→ **Problem statement**: Your answer should repeat exactly the lines from the one holding "Where can you see the green grass" through the end of the data, and it should contain no pictures.

→ **Available data**:
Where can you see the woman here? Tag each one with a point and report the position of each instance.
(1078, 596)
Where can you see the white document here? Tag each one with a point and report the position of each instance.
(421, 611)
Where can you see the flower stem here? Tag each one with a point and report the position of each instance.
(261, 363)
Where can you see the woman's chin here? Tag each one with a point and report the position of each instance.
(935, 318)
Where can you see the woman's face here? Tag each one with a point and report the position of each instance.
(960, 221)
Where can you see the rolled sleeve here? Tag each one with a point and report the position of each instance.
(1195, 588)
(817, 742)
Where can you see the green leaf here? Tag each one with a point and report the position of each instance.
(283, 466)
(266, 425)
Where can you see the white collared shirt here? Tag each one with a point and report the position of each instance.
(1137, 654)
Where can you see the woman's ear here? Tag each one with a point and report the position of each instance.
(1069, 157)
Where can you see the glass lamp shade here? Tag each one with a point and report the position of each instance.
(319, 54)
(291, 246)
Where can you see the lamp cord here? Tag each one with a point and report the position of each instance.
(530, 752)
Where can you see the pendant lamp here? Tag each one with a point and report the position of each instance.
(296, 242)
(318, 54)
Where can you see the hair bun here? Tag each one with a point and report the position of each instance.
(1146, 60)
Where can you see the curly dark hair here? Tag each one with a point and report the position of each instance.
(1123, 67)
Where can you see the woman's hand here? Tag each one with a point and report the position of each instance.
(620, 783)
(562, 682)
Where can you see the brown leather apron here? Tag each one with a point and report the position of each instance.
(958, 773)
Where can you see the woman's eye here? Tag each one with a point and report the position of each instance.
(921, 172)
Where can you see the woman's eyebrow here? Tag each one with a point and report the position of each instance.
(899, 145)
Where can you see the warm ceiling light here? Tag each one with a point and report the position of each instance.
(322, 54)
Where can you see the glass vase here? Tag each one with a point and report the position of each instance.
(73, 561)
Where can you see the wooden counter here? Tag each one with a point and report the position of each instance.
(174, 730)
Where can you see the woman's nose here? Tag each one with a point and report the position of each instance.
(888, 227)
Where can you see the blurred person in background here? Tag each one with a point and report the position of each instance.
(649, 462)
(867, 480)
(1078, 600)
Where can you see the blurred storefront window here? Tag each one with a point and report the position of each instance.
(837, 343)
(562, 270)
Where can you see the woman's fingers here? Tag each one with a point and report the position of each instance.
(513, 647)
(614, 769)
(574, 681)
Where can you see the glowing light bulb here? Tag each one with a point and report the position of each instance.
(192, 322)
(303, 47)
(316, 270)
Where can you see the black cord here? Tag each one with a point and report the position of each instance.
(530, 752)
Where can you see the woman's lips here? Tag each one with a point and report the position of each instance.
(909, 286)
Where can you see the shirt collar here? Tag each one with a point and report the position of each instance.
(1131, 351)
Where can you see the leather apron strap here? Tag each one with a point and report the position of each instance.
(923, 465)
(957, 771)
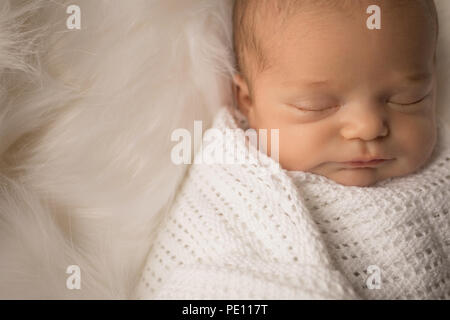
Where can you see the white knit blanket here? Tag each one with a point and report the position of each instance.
(255, 231)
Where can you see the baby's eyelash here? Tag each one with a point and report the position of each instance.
(413, 103)
(318, 111)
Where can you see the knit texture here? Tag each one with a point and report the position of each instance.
(255, 231)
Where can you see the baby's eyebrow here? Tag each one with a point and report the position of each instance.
(308, 82)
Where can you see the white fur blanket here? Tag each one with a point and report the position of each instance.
(85, 123)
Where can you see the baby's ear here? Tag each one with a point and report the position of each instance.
(242, 94)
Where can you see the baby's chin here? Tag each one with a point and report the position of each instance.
(358, 177)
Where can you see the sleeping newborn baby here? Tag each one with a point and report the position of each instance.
(356, 205)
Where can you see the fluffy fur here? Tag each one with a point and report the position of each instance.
(85, 124)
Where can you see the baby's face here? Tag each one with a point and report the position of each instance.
(338, 92)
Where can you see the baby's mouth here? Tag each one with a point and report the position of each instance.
(369, 163)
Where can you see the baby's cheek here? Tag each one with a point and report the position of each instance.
(299, 151)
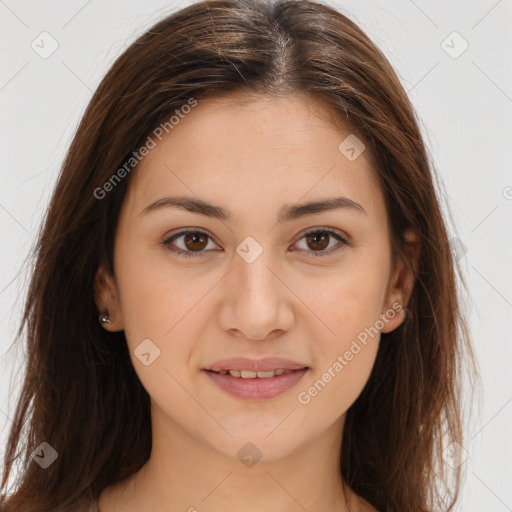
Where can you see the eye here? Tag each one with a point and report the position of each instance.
(319, 239)
(194, 242)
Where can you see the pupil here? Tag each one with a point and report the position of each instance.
(194, 238)
(324, 237)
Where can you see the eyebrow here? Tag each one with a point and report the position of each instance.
(288, 213)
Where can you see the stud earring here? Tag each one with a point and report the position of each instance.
(104, 319)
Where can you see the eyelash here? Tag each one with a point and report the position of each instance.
(312, 254)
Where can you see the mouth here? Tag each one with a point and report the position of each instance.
(256, 385)
(250, 374)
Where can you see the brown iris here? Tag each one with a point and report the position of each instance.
(320, 240)
(195, 241)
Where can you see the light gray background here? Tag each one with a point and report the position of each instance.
(465, 107)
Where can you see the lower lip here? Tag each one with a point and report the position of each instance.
(256, 389)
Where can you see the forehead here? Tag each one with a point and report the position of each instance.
(245, 149)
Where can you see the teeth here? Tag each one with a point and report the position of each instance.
(247, 374)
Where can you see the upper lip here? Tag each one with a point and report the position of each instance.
(256, 365)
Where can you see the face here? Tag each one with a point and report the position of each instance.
(256, 278)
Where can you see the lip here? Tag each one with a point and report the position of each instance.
(257, 389)
(256, 365)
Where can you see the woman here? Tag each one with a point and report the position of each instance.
(244, 296)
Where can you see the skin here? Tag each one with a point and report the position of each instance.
(251, 157)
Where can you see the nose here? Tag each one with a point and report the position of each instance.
(256, 301)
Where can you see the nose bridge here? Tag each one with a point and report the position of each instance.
(255, 303)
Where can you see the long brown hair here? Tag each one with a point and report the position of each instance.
(81, 394)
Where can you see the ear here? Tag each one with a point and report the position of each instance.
(402, 281)
(106, 299)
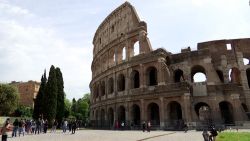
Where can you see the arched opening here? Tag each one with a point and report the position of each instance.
(121, 114)
(110, 85)
(102, 88)
(203, 111)
(174, 111)
(102, 118)
(154, 114)
(246, 61)
(226, 112)
(135, 79)
(198, 74)
(124, 54)
(136, 116)
(136, 48)
(220, 75)
(178, 76)
(248, 76)
(168, 61)
(111, 117)
(234, 75)
(121, 82)
(152, 76)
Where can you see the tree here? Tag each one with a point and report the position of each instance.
(23, 111)
(60, 96)
(50, 97)
(39, 101)
(67, 111)
(8, 98)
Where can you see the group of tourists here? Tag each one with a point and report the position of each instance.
(26, 126)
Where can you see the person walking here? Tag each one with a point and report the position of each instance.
(6, 127)
(15, 127)
(148, 126)
(74, 126)
(143, 126)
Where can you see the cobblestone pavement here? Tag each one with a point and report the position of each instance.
(107, 135)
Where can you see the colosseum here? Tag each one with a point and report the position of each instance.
(132, 83)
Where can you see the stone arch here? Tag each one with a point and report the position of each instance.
(174, 111)
(248, 76)
(136, 48)
(234, 75)
(203, 111)
(110, 85)
(121, 114)
(135, 79)
(151, 75)
(178, 76)
(154, 113)
(102, 118)
(102, 88)
(121, 82)
(200, 72)
(123, 53)
(111, 117)
(135, 114)
(226, 109)
(220, 75)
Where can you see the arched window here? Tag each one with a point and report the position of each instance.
(136, 48)
(198, 74)
(135, 79)
(151, 76)
(234, 75)
(178, 76)
(121, 82)
(154, 114)
(124, 54)
(110, 85)
(220, 75)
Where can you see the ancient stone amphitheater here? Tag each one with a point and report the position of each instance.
(132, 83)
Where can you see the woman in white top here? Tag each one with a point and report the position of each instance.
(6, 127)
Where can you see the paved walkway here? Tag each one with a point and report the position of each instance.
(107, 135)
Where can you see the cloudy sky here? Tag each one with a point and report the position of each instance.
(34, 34)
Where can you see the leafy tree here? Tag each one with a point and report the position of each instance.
(39, 101)
(74, 106)
(8, 99)
(23, 111)
(67, 111)
(60, 96)
(50, 97)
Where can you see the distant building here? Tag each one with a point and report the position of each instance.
(28, 92)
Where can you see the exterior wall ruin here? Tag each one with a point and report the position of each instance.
(158, 86)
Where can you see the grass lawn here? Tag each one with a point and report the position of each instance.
(233, 136)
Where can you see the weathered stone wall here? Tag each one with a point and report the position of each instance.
(158, 86)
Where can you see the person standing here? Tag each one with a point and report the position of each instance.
(6, 127)
(15, 127)
(74, 126)
(143, 126)
(148, 126)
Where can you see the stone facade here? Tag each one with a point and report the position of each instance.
(158, 86)
(28, 92)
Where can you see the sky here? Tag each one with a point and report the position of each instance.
(35, 34)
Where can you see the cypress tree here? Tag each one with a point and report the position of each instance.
(50, 97)
(60, 96)
(38, 103)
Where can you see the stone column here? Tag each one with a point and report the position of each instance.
(187, 108)
(239, 115)
(162, 113)
(143, 118)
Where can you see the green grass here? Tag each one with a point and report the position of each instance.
(233, 136)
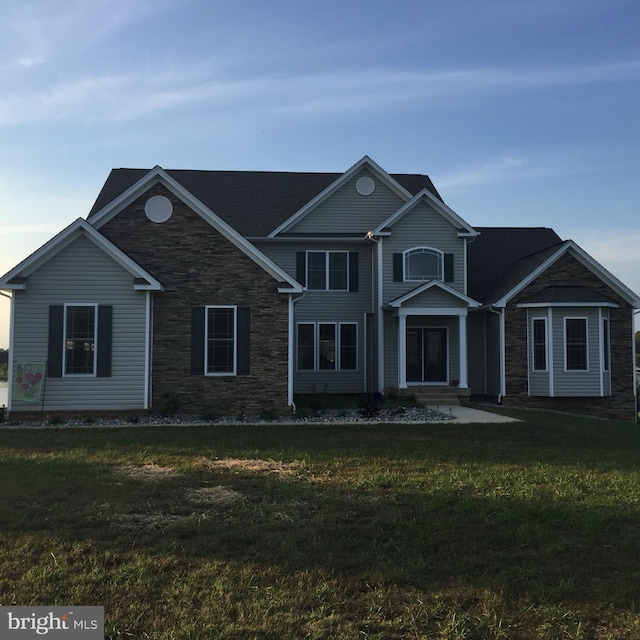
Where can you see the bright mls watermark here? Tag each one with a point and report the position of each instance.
(53, 623)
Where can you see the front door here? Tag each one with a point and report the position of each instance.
(426, 354)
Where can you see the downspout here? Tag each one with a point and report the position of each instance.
(379, 313)
(290, 366)
(500, 314)
(10, 360)
(635, 375)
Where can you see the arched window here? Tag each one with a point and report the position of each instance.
(423, 263)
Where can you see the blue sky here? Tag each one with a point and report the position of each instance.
(524, 113)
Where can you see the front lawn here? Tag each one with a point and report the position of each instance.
(511, 531)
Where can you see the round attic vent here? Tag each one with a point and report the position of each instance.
(365, 186)
(158, 209)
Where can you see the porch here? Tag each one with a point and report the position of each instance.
(433, 396)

→ **Solution to this problem**:
Where can you see the green grass here? Tag each one with a point and report the position of each instance.
(233, 136)
Where can you see the bright mls watermark here? Tag each one with a point and report the position of each instance.
(53, 623)
Where can you see the front door here? Tag each one with a point and report the position of each instance.
(426, 354)
Where can you see the downspout here? Tag each one with a point and report the position of each instance.
(379, 313)
(290, 366)
(500, 314)
(10, 360)
(635, 375)
Where can you see the arched window here? Tag each one with a point and report the position of each instance.
(423, 263)
Where can you see the blue sky here? Tag each one with a point and report the position of each instance.
(524, 113)
Where can you see the front lawn here? Tag each one with a point and report the position of each instance.
(511, 531)
Where can you see the round attic vent here? Tag each one with a point and report the position of each instance.
(365, 186)
(158, 209)
Where can you see the porch here? Tag each one with a point and report the position of each instance.
(433, 396)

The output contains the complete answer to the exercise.